- _Textauszug_:
Nur ein Aspekt bleibt unbeachtet, weil
sein Ursprung wohl noch nicht in den
Genen festgestellt werden konnte. Wird
der manipulierte Mensch seine Gaben
zum Vorteil oder zum Nachteil der
anderen einsetzen? Wird daraus ein
Mörder oder Verbrecher oder ein Genie
oder Heiliger? Und was geschieht wenn
ein Hacker die auf einem Computer
gespeicherten Dateien manipuliert?
Für mich ist das ganze ein gruselige
Vorstellung, aber Du hast vermutlich
Recht damit, dass die genetische
Manipulation nicht mehr aufzuhalten
ist.
Ich bin von deinem Text sehr
beeindruckt und sende herzliche Grüße
Christiane

Steffen Herrmann (04.11.2014):
Liebe Christiana, über Deine Nachricht habe ich mich sehr gefreut. Es kommt ja nicht sehr häufig vor, dass ich eine Bestätigung erhalte. Es geht mir tatsächlich darum, die Unvermeidbarkeit bestimmter Entwicklungen zu dokumentieren. Hinsichtlich der Genetik betrifft es das instrumentelle Verhältnis des Menschen zu sich selbst, das sich hier mit den Konsequenzen seiner eigenen Logik konfrontiert. Tatsächlich geht es in dem ganzen Komplex der Erziehung, der "Arbeit an sich selbst" oft darum, "besser" zu werden, Probleme und Situationen souveräner zu meistern. Innerhalb der Gesellschaft werden Positionen verteilt und je weiter sich dieses System ausdifferenziert, desto effektiver werden die Menschen dazu verführt, sich selbst als Instrumente zu begreifen, die sich zur Erfüllung von Aufgaben eignen. Ich erwähne das, um deutlicher zu machen, in welchem Kontext sich die genetische Auto-Evolution vollzieht: Die Menschen werden aus immer mehr Arbeitsfeldern verdrängt; wer weiter mitmischen will, muss ein gut gelungenes Expemplar der Gattung Mensch sein. Du erwähnst die ethische Dimension. Ich hatte erst vorgehabt, darauf einzugehen, es dann aber fallengelassen. Es ist schon wahr, dass man sich seine ethischen Qualitäten im Leben gewissermassen erarbeitet, zum Beispiel durch Leiden. Aber es gibt auch hier eine genetische Komponente. Das ethische Vermögen beruht in wesentlicher Hinsicht auf Mitfühlen, und diese Fähigkeit zur Empathie auf Gehirnaktivitäten, die lokalisierbar sind und deren Entwicklung eine genetische Disposition haben. Es ist auch bekannt, dass bei Psychoathen diese Empathiefähigkeit gestört ist. Auch Spitzenpolitiker, insbesondere Diktatoren und Massenmörder, Topmanager und Genies fehlt es überdurchschnittlich oft an diesem Vermögen (oder der Verurteilung) zum Mitgefühl. Die Frage ist nun, was das für die Genommanipulationen bedeutet. Die meisten Eltern wollen mitfühlende Kinder, schon weil es dann auch dankbare Kinder werden und nur so die Familie ein heimeliger Ort wird. Aber was, wenn das zu den anderen Zielvorstellungen in einen Konflikt tritt? Wenn der ganze Gefühlskrimskrams die Fokussierung auf die Aufgabenlösungsmechanismen stört und damit den langfristigen Erfolg im Leben zu torpedieren droht?

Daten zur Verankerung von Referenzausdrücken
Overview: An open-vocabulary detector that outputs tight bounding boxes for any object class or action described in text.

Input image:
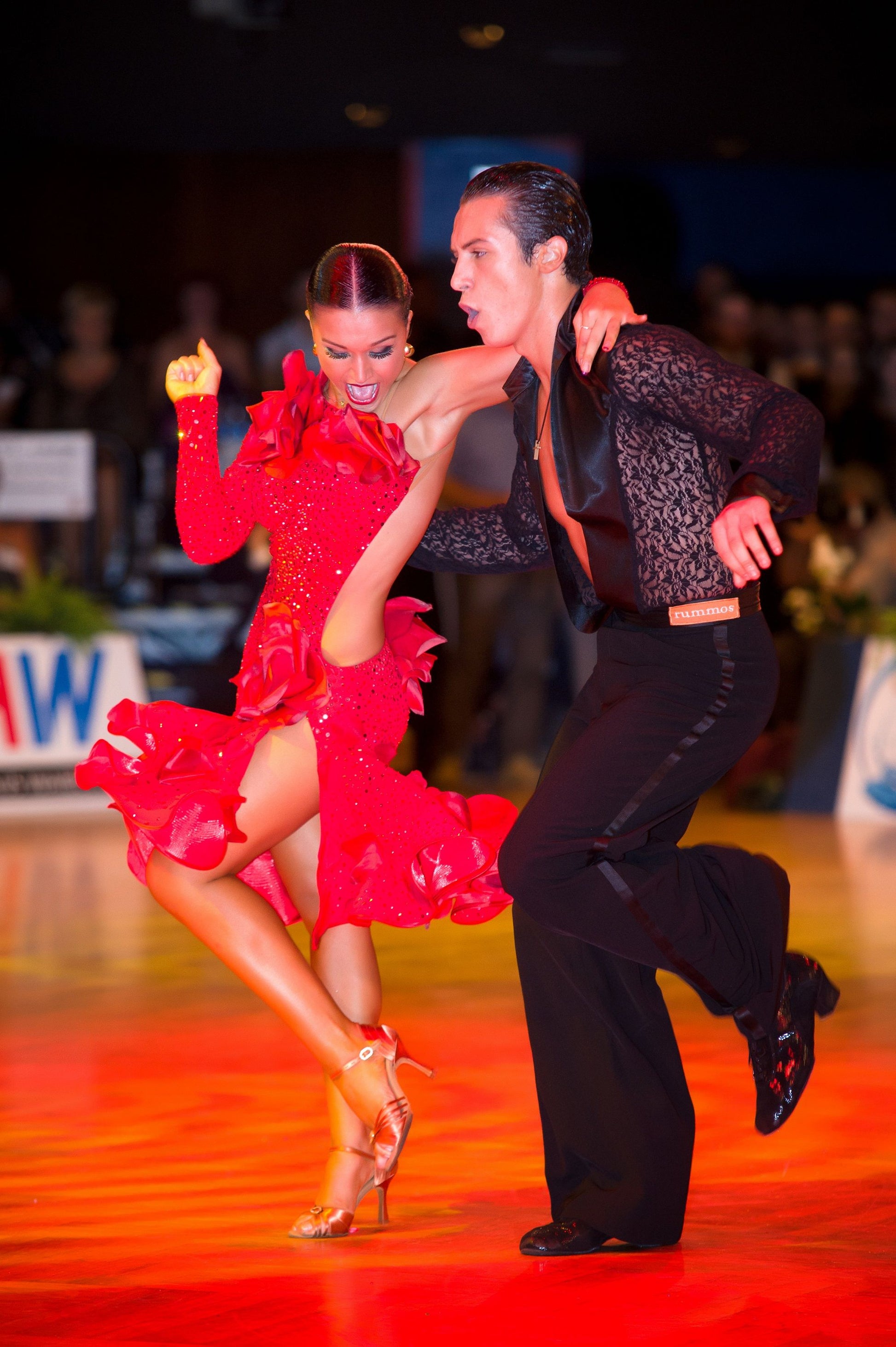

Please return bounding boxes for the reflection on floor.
[0,806,896,1347]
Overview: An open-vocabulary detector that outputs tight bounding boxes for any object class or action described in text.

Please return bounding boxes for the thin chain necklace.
[531,388,553,463]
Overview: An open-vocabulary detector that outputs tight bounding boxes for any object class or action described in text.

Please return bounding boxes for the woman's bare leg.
[146,720,384,1126]
[272,815,382,1211]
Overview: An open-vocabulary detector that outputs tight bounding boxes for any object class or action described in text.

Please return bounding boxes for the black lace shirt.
[410,312,823,630]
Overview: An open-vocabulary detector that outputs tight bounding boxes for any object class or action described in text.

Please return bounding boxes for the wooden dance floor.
[0,806,896,1347]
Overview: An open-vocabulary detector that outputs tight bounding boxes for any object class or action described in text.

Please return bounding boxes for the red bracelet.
[582,276,631,303]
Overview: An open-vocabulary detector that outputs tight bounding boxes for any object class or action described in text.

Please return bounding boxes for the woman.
[78,244,634,1238]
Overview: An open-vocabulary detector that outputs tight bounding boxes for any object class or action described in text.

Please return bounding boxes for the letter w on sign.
[19,650,102,744]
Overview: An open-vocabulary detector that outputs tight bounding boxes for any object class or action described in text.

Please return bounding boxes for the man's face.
[451,197,541,346]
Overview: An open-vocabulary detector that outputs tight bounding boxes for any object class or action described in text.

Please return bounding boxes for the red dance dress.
[77,353,517,943]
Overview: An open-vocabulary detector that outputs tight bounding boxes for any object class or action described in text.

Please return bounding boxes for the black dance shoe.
[734,952,839,1137]
[519,1220,612,1258]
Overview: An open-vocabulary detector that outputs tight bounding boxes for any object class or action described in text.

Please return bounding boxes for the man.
[414,163,837,1257]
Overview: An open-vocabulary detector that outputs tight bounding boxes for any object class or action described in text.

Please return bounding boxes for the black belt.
[613,580,762,627]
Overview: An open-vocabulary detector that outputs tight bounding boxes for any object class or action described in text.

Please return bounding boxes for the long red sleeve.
[175,396,256,563]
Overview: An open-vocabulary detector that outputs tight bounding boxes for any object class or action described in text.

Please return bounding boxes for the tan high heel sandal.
[330,1024,435,1188]
[289,1146,391,1239]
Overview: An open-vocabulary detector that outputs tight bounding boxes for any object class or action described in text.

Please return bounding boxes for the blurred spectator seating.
[28,284,146,589]
[256,271,320,388]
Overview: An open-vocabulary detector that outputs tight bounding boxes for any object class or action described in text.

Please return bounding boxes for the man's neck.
[515,280,578,388]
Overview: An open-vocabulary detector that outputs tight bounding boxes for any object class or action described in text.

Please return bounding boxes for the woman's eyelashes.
[324,346,396,360]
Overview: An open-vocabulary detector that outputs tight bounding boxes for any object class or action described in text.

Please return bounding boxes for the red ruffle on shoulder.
[239,350,327,478]
[384,597,445,715]
[239,350,419,482]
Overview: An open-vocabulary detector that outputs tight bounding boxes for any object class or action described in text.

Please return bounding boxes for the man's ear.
[531,234,569,276]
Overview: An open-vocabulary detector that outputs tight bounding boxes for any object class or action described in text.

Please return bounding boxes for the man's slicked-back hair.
[460,162,591,286]
[305,244,413,318]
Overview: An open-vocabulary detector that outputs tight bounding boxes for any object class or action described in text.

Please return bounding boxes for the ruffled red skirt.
[76,598,517,944]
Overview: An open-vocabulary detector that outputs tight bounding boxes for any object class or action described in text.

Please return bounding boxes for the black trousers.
[499,613,785,1243]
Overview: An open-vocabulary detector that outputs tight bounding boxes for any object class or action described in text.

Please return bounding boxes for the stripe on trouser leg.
[594,625,734,1010]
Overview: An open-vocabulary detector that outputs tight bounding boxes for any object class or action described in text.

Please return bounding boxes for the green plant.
[0,575,112,641]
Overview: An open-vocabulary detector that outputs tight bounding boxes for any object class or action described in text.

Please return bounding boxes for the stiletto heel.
[377,1179,391,1226]
[382,1024,436,1079]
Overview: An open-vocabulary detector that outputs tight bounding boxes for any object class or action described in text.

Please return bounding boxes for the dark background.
[7,0,896,340]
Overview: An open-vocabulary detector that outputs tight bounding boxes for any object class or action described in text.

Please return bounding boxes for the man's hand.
[713,496,783,589]
[573,281,647,375]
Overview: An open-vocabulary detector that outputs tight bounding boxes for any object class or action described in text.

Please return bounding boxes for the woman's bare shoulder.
[389,346,519,430]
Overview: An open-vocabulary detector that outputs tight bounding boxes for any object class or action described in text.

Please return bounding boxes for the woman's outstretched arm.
[165,341,256,564]
[390,281,637,459]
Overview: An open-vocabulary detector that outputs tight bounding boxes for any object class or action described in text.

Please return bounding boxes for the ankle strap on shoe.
[330,1146,377,1160]
[330,1042,381,1080]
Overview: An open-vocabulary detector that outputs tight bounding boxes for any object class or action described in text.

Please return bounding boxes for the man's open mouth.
[346,384,379,407]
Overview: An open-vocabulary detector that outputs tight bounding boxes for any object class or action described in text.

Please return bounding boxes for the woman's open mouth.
[346,384,379,407]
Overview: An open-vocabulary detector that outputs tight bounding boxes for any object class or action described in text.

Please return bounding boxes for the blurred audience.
[0,272,59,428]
[28,284,146,585]
[256,269,320,388]
[149,280,257,405]
[706,290,756,369]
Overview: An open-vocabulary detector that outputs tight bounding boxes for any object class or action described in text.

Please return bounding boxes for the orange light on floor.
[460,23,505,51]
[346,102,391,131]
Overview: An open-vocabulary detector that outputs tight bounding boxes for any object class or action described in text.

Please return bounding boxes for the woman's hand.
[165,341,221,403]
[713,496,783,589]
[573,281,647,375]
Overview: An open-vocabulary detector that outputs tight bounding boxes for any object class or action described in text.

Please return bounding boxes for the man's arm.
[611,328,825,589]
[407,454,552,575]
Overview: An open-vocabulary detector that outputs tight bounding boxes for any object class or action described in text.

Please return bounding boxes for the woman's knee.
[146,851,204,912]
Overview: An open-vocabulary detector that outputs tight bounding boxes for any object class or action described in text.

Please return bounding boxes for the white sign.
[0,430,95,519]
[0,632,146,812]
[836,636,896,824]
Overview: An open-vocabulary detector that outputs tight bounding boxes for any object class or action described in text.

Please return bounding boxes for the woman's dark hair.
[460,162,591,286]
[305,244,413,318]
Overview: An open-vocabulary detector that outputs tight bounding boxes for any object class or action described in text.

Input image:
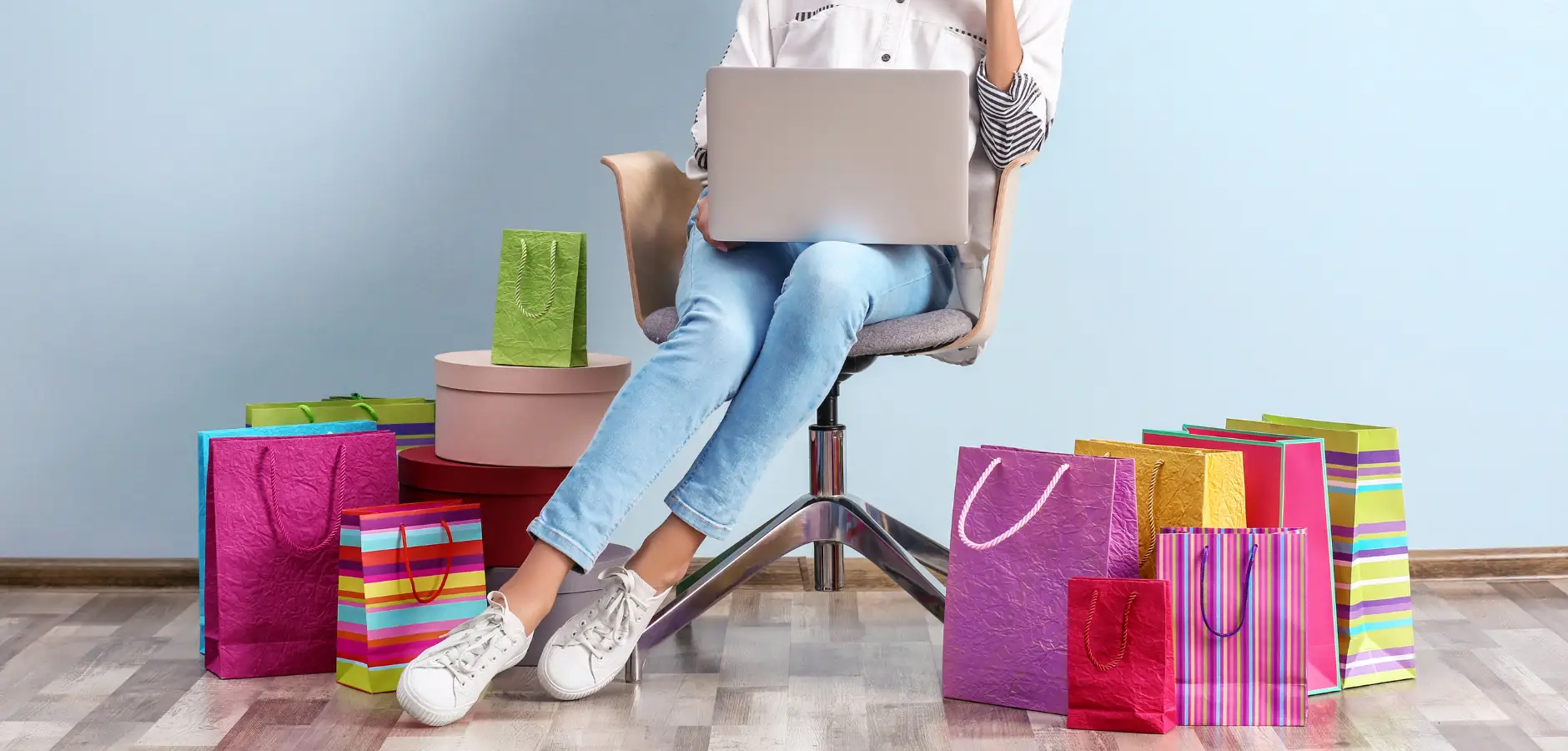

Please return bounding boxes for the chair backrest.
[601,150,1038,351]
[601,150,702,326]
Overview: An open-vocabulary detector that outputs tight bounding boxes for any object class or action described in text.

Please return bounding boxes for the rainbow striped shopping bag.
[1157,527,1306,726]
[337,500,486,693]
[1226,416,1416,688]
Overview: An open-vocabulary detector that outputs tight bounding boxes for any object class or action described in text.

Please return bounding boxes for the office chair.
[602,152,1037,683]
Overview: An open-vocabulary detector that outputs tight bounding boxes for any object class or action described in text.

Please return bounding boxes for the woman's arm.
[686,0,773,184]
[985,0,1024,91]
[975,0,1069,169]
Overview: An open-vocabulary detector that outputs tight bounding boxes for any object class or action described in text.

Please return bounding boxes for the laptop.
[707,68,973,244]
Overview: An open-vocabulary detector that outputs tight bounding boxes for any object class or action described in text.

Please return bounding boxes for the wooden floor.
[0,580,1568,751]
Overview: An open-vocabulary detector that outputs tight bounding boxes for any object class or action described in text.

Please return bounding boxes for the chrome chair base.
[626,375,947,683]
[626,496,947,683]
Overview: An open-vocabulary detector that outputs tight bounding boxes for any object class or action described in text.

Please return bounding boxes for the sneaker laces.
[419,592,506,676]
[566,569,651,657]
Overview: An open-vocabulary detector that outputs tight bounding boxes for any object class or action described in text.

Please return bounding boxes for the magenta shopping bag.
[942,446,1138,715]
[204,431,397,679]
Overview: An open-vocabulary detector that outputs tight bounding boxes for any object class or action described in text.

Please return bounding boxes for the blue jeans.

- _Folgendes bearbeiten_:
a – Worauf beruht laut dem Textauszug das ethische Vermögen in wesentlicher Hinsicht?
b – Zitieren Sie aus dem Textauszug die Stelle von „Nur ein Aspekt“ bis „gespeicherten Dateien manipuliert?“.

- _Erwartete Ergebnisse_:
a – Es beruht in wesentlicher Hinsicht auf Mitfühlen.

b –
Nur ein Aspekt bleibt unbeachtet, weil
sein Ursprung wohl noch nicht in den
Genen festgestellt werden konnte. Wird
der manipulierte Mensch seine Gaben
zum Vorteil oder zum Nachteil der
anderen einsetzen? Wird daraus ein
Mörder oder Verbrecher oder ein Genie
oder Heiliger? Und was geschieht wenn
ein Hacker die auf einem Computer
gespeicherten Dateien manipuliert?